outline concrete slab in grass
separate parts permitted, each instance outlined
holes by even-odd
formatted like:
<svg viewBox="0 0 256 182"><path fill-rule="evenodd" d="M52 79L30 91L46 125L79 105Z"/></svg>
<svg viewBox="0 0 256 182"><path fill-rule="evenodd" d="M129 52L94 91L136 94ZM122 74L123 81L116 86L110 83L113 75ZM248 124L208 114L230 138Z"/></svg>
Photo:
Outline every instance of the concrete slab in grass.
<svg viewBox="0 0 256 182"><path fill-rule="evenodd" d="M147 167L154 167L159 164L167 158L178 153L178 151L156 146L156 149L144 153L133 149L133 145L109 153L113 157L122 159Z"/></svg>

**What the exercise asks:**
Rewrite the items above, swapping each "concrete slab" for "paving stone" and keeping every other part the same.

**Answer:**
outline paving stone in grass
separate parts permitted, each instance outlined
holes by even-odd
formatted like:
<svg viewBox="0 0 256 182"><path fill-rule="evenodd" d="M52 79L30 91L46 125L79 105Z"/></svg>
<svg viewBox="0 0 256 182"><path fill-rule="evenodd" d="M129 52L94 91L136 94ZM122 74L123 81L116 86L110 83L113 75ZM248 124L208 114L230 138Z"/></svg>
Photo:
Outline every instance of the paving stone in grass.
<svg viewBox="0 0 256 182"><path fill-rule="evenodd" d="M147 167L154 167L159 164L167 158L178 153L178 151L156 146L156 149L144 153L133 149L133 145L109 153L113 157L122 159Z"/></svg>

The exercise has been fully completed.